• GIVEN PASSAGE:
┌──

EP1609916A2

EP1609916A2 - Drag head for a trailing suction hopper dredger and process for dredging by means of this drag head

Info

Publication number: EP1609916A2
Application number: EP05016382A
Authority: EP
Inventors: Stefaan Vandycke
Original assignee: Dredging International NV
Current assignee: Dredging International NV
Priority date: 1997-07-17
Filing date: 1998-07-17
Publication date: 2005-12-28
Anticipated expiration: 2018-07-17
Also published as: PT892116E; DE69840281D1; DK1609916T3; ES2256926T3; DE69833248D1; ATE415524T1; ES2319781T3; CY1110897T1; EP0892116B1; DK0892116T3; EP0892116A1; BE1011285A3; HK1090398A1; EP1609916A3; EP1609916B1; PT1609916E; DE69833248T2

Abstract

This invention concerns a drag head for a trailing suction hopper dredger which essentially consists of a structure connected to a suction pipe, with a visor (2) rotating around an horizontal axis (6), in which a series of teeth (10) are applied for breaking up the sand, which are arranged along a line which extends perpendicularly with respect to the direction of motion of the drag head, and a first series of jet pipes (9) for injecting water under high pressure, which are arranged along a line parallel to the line and in front of said teeth, wherein at least one second series of jet pipes (12,12') is provided along a line parallel to and behind the line of said teeth
Figure 1.

└──

• WHAT YOU NEED TO DO:
Please translate this sentence from the patent page's abstract into Spanish: "This invention concerns a drag head for a trailing suction hopper dredger which essentially consists of a structure connected to a suction pipe, with a visor (2) rotating around an horizontal axis (6), in which a series of teeth (10) are applied for breaking up the sand, which are arranged along a line which extends perpendicularly with respect to the direction of motion of the drag head, and a first series of jet pipes (9) for injecting water under high pressure, which are arranged along a line parallel to the line and in front of said teeth, wherein at least one second series of jet pipes (12,12') is provided along a line parallel to and behind the line of said teeth".

Point annotations for photos
┌──

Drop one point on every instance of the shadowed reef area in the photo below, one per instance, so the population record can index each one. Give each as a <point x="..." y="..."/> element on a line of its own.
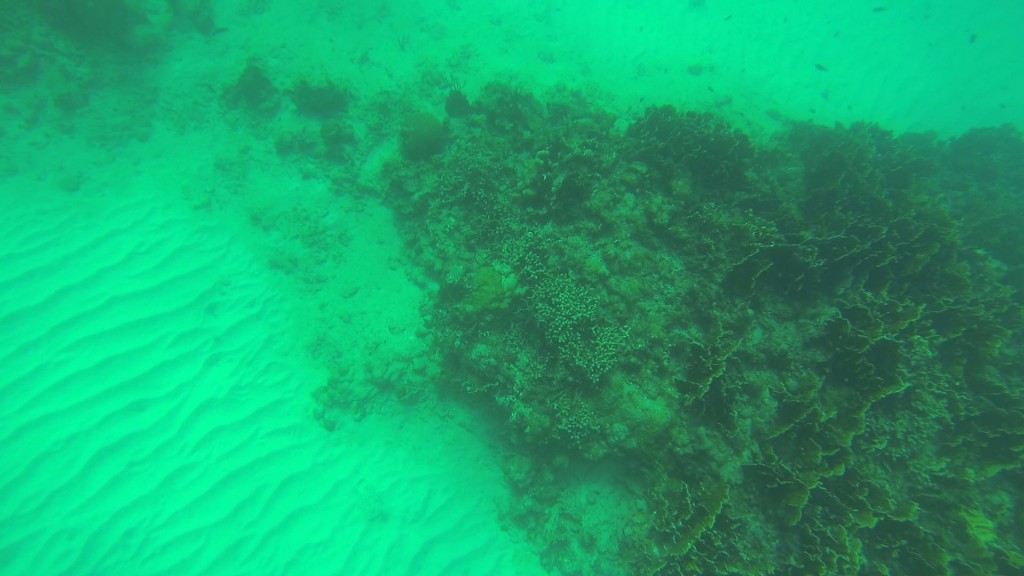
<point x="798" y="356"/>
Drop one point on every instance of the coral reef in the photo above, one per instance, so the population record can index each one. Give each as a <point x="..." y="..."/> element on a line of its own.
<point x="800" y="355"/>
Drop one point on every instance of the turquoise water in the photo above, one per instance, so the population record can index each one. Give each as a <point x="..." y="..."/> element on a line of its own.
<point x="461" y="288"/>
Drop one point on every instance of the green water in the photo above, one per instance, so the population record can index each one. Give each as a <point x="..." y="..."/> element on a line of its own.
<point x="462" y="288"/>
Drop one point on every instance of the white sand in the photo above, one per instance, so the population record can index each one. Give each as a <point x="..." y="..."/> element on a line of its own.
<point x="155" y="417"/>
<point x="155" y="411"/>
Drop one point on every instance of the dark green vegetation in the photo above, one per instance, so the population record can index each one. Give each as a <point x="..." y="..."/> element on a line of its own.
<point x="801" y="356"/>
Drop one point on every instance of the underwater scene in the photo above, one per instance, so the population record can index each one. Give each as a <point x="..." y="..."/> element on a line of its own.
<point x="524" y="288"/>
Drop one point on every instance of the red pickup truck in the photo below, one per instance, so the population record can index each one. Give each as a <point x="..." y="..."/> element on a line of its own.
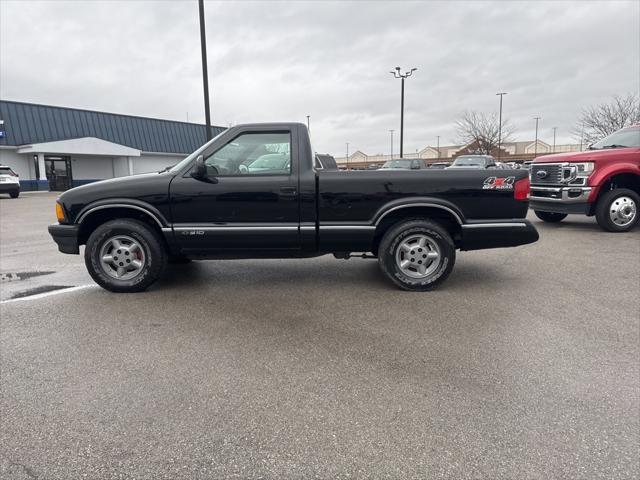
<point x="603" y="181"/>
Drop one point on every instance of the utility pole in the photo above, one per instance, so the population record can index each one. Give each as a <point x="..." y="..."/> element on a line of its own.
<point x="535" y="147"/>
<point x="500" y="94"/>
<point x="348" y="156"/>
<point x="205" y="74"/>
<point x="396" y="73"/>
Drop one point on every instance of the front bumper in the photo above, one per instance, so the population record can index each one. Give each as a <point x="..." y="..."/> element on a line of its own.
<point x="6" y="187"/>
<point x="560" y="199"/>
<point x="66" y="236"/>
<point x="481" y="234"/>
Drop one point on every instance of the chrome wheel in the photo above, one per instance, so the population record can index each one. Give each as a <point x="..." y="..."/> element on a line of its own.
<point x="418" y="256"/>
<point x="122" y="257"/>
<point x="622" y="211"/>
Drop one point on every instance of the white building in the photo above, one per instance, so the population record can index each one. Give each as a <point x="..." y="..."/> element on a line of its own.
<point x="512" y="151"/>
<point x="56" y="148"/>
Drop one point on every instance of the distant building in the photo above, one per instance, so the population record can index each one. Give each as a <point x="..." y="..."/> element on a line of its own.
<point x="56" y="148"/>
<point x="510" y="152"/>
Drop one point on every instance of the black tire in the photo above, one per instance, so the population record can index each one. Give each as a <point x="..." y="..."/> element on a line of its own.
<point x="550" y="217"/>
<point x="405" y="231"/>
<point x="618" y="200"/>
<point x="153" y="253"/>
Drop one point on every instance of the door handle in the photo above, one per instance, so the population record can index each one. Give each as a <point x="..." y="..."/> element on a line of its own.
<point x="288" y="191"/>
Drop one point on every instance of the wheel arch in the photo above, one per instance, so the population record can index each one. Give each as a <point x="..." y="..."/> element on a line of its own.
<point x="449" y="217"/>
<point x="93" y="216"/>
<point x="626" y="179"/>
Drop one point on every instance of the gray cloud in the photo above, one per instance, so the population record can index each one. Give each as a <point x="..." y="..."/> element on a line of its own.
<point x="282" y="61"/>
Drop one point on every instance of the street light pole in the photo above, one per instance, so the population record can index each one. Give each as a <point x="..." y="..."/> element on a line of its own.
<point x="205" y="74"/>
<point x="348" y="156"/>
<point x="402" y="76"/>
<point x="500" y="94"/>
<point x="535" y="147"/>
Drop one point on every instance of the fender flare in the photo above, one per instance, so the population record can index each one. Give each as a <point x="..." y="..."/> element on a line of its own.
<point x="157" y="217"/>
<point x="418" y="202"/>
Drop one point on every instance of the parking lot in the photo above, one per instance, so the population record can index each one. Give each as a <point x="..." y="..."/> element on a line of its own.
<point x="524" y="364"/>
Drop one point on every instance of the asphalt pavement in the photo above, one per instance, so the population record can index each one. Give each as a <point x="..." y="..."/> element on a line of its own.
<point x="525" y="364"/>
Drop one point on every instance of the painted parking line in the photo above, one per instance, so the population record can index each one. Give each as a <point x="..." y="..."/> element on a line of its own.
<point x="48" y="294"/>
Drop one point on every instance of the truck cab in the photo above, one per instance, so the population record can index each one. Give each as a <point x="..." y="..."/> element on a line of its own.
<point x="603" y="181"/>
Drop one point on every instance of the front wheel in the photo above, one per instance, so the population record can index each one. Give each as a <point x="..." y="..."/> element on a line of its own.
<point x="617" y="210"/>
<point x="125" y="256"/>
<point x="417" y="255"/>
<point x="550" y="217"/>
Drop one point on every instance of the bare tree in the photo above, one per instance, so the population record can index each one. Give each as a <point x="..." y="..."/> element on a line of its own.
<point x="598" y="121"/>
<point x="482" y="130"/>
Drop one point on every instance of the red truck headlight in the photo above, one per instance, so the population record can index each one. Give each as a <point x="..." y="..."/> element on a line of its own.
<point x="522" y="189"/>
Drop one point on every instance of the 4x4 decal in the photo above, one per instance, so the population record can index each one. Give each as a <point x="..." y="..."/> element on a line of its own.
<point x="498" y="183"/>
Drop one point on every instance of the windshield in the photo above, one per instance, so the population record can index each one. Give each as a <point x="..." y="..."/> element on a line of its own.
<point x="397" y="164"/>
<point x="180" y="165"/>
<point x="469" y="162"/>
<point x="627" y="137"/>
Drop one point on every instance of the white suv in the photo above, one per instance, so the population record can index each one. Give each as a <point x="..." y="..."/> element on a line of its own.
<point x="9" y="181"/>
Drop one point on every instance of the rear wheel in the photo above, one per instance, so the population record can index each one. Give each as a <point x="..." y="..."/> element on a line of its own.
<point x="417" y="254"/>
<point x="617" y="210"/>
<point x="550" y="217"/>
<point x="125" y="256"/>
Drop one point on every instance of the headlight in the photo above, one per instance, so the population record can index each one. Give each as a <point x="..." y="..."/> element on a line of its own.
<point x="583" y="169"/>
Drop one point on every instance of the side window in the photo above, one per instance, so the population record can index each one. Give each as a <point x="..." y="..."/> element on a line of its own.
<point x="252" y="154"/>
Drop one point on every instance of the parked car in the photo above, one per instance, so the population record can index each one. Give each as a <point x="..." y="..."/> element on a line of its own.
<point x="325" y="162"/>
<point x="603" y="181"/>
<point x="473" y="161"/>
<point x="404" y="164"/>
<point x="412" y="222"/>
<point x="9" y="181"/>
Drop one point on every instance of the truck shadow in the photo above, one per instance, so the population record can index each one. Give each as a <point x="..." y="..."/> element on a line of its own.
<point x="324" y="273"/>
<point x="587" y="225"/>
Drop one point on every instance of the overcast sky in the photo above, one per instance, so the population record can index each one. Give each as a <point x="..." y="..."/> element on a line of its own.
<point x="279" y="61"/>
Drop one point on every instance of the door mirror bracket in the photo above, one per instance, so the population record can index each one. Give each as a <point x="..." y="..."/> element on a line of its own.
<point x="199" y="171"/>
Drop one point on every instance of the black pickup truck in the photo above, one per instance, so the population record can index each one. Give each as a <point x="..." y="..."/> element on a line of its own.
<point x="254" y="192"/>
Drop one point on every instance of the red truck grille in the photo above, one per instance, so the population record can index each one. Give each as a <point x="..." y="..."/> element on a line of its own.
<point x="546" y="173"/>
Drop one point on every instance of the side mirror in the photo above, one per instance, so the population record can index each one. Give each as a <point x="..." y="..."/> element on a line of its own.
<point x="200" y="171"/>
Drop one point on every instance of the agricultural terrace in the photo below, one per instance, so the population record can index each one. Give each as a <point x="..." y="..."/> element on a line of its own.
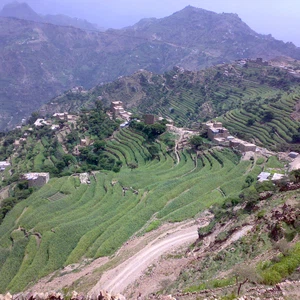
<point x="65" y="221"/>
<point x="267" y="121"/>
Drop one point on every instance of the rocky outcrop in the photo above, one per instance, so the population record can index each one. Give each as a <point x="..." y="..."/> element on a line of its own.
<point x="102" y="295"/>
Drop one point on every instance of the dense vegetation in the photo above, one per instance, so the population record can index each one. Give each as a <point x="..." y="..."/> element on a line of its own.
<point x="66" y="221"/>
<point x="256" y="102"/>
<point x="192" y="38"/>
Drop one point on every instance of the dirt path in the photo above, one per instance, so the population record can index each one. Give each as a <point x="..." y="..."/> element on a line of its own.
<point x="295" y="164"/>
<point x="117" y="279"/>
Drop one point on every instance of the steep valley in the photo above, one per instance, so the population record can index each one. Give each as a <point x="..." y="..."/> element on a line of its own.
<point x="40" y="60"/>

└──

• CORRECT OUTPUT:
Esta invención se refiere a un cabezal de draga para una draga de succión en marcha con cántara que consiste esencialmente en una estructura conectada a un tubo de succión, con una visera (2) que gira alrededor de un eje horizontal (6), en la que se aplican una serie de dientes (10) para disgregar la arena, dispuestos a lo largo de una línea que se extiende perpendicularmente respecto a la dirección de movimiento del cabezal de draga, y una primera serie de tubos de chorro (9) para inyectar agua a alta presión, dispuestos a lo largo de una línea paralela a la línea y delante de dichos dientes, en el que se proporciona al menos una segunda serie de tubos de chorro (12, 12') a lo largo de una línea paralela a la línea de dichos dientes y detrás de ella.